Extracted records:
-*-

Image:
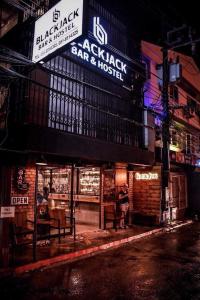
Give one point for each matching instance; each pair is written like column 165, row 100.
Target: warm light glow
column 174, row 148
column 146, row 176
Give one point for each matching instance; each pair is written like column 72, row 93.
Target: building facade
column 74, row 125
column 184, row 128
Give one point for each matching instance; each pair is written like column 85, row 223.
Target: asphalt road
column 164, row 267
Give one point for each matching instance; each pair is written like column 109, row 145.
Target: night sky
column 151, row 19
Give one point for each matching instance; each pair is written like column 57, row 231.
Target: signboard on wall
column 146, row 176
column 21, row 183
column 19, row 200
column 96, row 52
column 7, row 212
column 58, row 27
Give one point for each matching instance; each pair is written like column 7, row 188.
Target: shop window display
column 89, row 181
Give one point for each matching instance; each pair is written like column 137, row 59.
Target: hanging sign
column 7, row 212
column 19, row 200
column 95, row 52
column 59, row 26
column 21, row 183
column 146, row 176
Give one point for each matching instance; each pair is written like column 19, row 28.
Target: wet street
column 165, row 266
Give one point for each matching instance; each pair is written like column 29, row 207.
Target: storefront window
column 89, row 181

-*-

Brief:
In which lines of the records does the word "pair" appear? Copy each of them.

Solution to this problem:
Give one point for each matching instance; each pair is written like column 165, row 100.
Give one point for each matching instance; each pair is written like column 72, row 93.
Give one point for each matching instance; each pair is written like column 85, row 223.
Give one point for each matching instance; each pair is written like column 109, row 145.
Give one point for each matching instance; each pair is written like column 57, row 231.
Give one point for each matching instance; each pair is written like column 7, row 188.
Give one point for each matching instance; each pair is written like column 137, row 59.
Give one point for each matching instance; each pair is written like column 19, row 28.
Give one point for each matching instance; each pair is written like column 29, row 207.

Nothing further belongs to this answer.